Data excerpts =

===============

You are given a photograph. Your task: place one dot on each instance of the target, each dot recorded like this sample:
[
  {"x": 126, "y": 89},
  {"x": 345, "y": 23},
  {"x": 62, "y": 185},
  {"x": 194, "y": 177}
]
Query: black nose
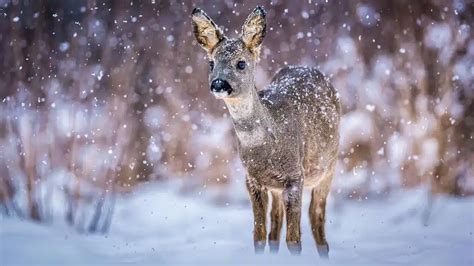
[{"x": 219, "y": 85}]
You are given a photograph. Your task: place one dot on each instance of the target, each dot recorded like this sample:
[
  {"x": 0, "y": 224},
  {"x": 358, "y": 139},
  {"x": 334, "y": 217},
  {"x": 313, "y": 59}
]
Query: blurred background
[{"x": 100, "y": 97}]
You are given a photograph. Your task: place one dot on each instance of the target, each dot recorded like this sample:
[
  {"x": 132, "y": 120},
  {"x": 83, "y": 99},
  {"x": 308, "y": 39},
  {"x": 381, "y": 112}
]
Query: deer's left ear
[{"x": 254, "y": 29}]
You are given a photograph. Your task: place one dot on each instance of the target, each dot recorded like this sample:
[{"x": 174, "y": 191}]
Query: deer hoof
[
  {"x": 323, "y": 250},
  {"x": 294, "y": 247},
  {"x": 274, "y": 246}
]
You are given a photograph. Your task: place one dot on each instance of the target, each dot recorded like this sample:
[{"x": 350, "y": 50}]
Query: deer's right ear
[{"x": 207, "y": 34}]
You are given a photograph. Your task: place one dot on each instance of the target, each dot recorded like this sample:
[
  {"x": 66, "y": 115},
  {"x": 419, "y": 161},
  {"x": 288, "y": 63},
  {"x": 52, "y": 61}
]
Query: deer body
[{"x": 287, "y": 133}]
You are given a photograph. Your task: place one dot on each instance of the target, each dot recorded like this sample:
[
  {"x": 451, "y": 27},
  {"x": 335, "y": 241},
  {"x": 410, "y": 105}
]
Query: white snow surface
[{"x": 158, "y": 225}]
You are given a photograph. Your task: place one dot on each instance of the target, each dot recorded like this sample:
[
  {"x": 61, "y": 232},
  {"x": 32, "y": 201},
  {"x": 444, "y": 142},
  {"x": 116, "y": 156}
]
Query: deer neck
[{"x": 252, "y": 121}]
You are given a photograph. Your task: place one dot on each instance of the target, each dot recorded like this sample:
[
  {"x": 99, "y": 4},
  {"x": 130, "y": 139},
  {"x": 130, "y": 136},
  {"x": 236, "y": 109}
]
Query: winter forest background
[{"x": 105, "y": 105}]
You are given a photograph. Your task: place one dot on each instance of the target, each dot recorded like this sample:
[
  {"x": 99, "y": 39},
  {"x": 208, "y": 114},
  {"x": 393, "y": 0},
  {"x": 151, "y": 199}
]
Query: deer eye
[{"x": 241, "y": 65}]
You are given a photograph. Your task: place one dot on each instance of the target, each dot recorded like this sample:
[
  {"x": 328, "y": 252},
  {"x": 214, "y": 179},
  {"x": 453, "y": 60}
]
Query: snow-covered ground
[{"x": 158, "y": 225}]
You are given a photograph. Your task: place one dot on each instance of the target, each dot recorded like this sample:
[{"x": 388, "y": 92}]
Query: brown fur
[{"x": 287, "y": 136}]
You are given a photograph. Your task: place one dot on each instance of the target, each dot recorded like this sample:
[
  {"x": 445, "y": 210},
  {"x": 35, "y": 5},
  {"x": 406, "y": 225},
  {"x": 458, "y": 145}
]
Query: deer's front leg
[
  {"x": 292, "y": 194},
  {"x": 259, "y": 199}
]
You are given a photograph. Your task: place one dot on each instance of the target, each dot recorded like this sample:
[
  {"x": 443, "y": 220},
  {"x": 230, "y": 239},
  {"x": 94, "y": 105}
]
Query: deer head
[{"x": 231, "y": 61}]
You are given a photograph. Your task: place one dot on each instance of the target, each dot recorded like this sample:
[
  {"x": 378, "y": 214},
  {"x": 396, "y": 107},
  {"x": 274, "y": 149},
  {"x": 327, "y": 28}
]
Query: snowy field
[{"x": 158, "y": 225}]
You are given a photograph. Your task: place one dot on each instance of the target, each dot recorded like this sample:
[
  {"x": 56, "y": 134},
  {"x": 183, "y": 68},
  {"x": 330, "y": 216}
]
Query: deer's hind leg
[
  {"x": 317, "y": 214},
  {"x": 259, "y": 199},
  {"x": 276, "y": 215}
]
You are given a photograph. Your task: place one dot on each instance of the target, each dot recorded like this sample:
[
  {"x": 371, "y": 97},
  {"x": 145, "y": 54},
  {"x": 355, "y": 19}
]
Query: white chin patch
[{"x": 221, "y": 95}]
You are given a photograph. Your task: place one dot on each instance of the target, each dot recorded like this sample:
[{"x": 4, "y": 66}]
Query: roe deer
[{"x": 287, "y": 134}]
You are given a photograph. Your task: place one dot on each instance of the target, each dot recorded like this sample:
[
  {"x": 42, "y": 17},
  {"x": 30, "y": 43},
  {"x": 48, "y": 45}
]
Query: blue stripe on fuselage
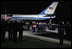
[{"x": 31, "y": 17}]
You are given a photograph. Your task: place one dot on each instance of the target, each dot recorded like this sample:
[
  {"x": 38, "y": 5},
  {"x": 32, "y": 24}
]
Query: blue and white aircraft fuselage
[{"x": 45, "y": 14}]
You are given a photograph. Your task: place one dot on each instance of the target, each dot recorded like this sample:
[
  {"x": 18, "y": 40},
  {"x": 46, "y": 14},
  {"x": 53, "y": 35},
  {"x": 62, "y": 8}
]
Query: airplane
[{"x": 45, "y": 14}]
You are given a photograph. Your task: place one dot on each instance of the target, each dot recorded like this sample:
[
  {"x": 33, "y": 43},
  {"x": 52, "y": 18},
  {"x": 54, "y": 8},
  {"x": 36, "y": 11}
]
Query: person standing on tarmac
[
  {"x": 34, "y": 26},
  {"x": 10, "y": 30},
  {"x": 3, "y": 30},
  {"x": 20, "y": 31},
  {"x": 61, "y": 28}
]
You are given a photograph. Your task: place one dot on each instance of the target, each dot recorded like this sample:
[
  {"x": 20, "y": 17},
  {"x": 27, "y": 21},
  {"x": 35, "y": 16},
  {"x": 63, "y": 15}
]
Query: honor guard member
[{"x": 61, "y": 28}]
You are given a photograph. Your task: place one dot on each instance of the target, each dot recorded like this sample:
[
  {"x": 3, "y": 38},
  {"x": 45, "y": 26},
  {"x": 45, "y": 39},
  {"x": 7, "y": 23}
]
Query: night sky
[{"x": 63, "y": 11}]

===============

ASSIGNMENT = In transcribing the lines above, omit the images and keep all else exact.

RESULT OF THE TASK =
You are given a photograph. Your task: place one dot on each instance of the target, each dot recorded like this sample:
[
  {"x": 126, "y": 89},
  {"x": 345, "y": 23},
  {"x": 62, "y": 185},
  {"x": 194, "y": 177}
]
Query: black nose
[{"x": 219, "y": 85}]
You are given a photograph. Your task: place one dot on each instance of the target, each dot recorded like this sample:
[
  {"x": 0, "y": 224},
  {"x": 358, "y": 139},
  {"x": 334, "y": 217},
  {"x": 313, "y": 59}
]
Query: blurred background
[{"x": 100, "y": 97}]
You are given a photograph. Your task: place one dot on each instance of the target, each dot recorded like this sample:
[
  {"x": 132, "y": 120},
  {"x": 83, "y": 99},
  {"x": 308, "y": 39},
  {"x": 381, "y": 112}
]
Query: deer's left ear
[{"x": 254, "y": 29}]
You are given a photograph. Your task: place one dot on each instance of the target, each dot recorded like this sample:
[{"x": 174, "y": 191}]
Query: deer hoof
[
  {"x": 323, "y": 250},
  {"x": 294, "y": 247},
  {"x": 274, "y": 246}
]
You are given a photograph. Your task: place one dot on each instance of the target, each dot recorded like this sample:
[{"x": 350, "y": 50}]
Query: deer's right ear
[{"x": 207, "y": 34}]
You are given a photograph. Your task: place one dot on each instance of the target, each dot recorded like this sample:
[
  {"x": 66, "y": 115},
  {"x": 419, "y": 161},
  {"x": 288, "y": 63},
  {"x": 52, "y": 61}
]
Query: deer body
[{"x": 287, "y": 133}]
You are given a photograph. Your task: place one dot on each instance of the target, each dot recorded like this sample:
[
  {"x": 451, "y": 27},
  {"x": 335, "y": 241},
  {"x": 410, "y": 105}
]
Query: white snow surface
[{"x": 158, "y": 225}]
You are given a photograph. Your task: place one dot on each instance of the target, each dot recorded like this sample:
[
  {"x": 61, "y": 232},
  {"x": 32, "y": 201},
  {"x": 444, "y": 142},
  {"x": 116, "y": 156}
]
Query: deer neck
[{"x": 252, "y": 121}]
You are given a photograph. Your task: place one dot on each instance of the target, each dot recorded like this sample:
[
  {"x": 99, "y": 4},
  {"x": 130, "y": 139},
  {"x": 130, "y": 136},
  {"x": 236, "y": 109}
]
Query: winter forest background
[{"x": 105, "y": 105}]
You are given a photograph. Your task: place one dot on each instance of the target, each dot recorded like this sample:
[
  {"x": 99, "y": 39},
  {"x": 208, "y": 114},
  {"x": 393, "y": 0},
  {"x": 151, "y": 199}
]
Query: deer eye
[{"x": 241, "y": 65}]
You are given a photograph. Your task: place one dot on each instance of the target, each dot recorded like this sample:
[
  {"x": 328, "y": 252},
  {"x": 214, "y": 179},
  {"x": 453, "y": 60}
]
Query: snow-covered ground
[{"x": 158, "y": 225}]
You are given a photograph. Your task: place one dot on each instance of the target, each dot recorded like this sample:
[{"x": 388, "y": 92}]
Query: brown fur
[{"x": 287, "y": 136}]
You are given a photograph. Your task: place one dot on each instance of the target, each dot recorded like this sample:
[
  {"x": 445, "y": 210},
  {"x": 35, "y": 5},
  {"x": 406, "y": 225},
  {"x": 458, "y": 145}
]
Query: deer's front leg
[
  {"x": 292, "y": 194},
  {"x": 259, "y": 199}
]
You are given a photograph. Your task: place one dot on each instance of the target, each dot recorded like this sample:
[
  {"x": 443, "y": 220},
  {"x": 230, "y": 239},
  {"x": 94, "y": 105}
]
Query: deer head
[{"x": 231, "y": 61}]
You are given a photograph. Your task: place one dot on each instance of the target, each dot recorded like this sample:
[
  {"x": 378, "y": 214},
  {"x": 396, "y": 107},
  {"x": 274, "y": 149},
  {"x": 327, "y": 28}
]
Query: snowy field
[{"x": 158, "y": 225}]
You are given a photograph. Your task: place one dot on each instance of the target, each dot recorded like this sample:
[
  {"x": 56, "y": 134},
  {"x": 183, "y": 68},
  {"x": 330, "y": 216}
]
Query: deer's hind leg
[
  {"x": 317, "y": 214},
  {"x": 259, "y": 199},
  {"x": 276, "y": 215}
]
You are given a photograph. Your task: place one dot on each instance of the target, each dot recorded like this sample:
[
  {"x": 371, "y": 97},
  {"x": 145, "y": 54},
  {"x": 355, "y": 19}
]
Query: white chin patch
[{"x": 221, "y": 95}]
You are given a photograph. Your task: place one dot on each instance of the target, each dot recorded like this sample:
[{"x": 4, "y": 66}]
Query: roe deer
[{"x": 287, "y": 134}]
You are given a photograph. Your task: place one dot on each instance of the target, each dot recorded like this sample:
[
  {"x": 42, "y": 17},
  {"x": 30, "y": 43},
  {"x": 48, "y": 45}
]
Query: blue stripe on fuselage
[{"x": 31, "y": 17}]
You are given a photograph. Your task: place one dot on each instance of the target, each dot recorded like this sample:
[
  {"x": 38, "y": 5},
  {"x": 32, "y": 24}
]
Query: blue and white aircraft fuselage
[{"x": 45, "y": 14}]
You are given a photograph. Your task: place one dot on each instance of the target, each dot recorded like this sample:
[
  {"x": 18, "y": 40},
  {"x": 46, "y": 14},
  {"x": 53, "y": 35},
  {"x": 62, "y": 8}
]
Query: airplane
[{"x": 45, "y": 14}]
You are given a photograph. Your task: place one dot on each instance of the target, each dot recorded like this sample:
[
  {"x": 33, "y": 43},
  {"x": 52, "y": 18},
  {"x": 54, "y": 8},
  {"x": 36, "y": 11}
]
Query: person standing on tarmac
[
  {"x": 34, "y": 26},
  {"x": 10, "y": 30},
  {"x": 3, "y": 30},
  {"x": 20, "y": 31},
  {"x": 61, "y": 28}
]
You are given a photograph. Your task: place one dot on each instance of the target, each dot recorded like this sample:
[
  {"x": 20, "y": 17},
  {"x": 27, "y": 21},
  {"x": 35, "y": 16},
  {"x": 63, "y": 15}
]
Query: honor guard member
[{"x": 61, "y": 28}]
You are given a photograph. Your task: place one dot on each instance of the target, each dot recorded like this sample:
[
  {"x": 3, "y": 38},
  {"x": 45, "y": 26},
  {"x": 45, "y": 39},
  {"x": 7, "y": 23}
]
Query: night sky
[{"x": 63, "y": 11}]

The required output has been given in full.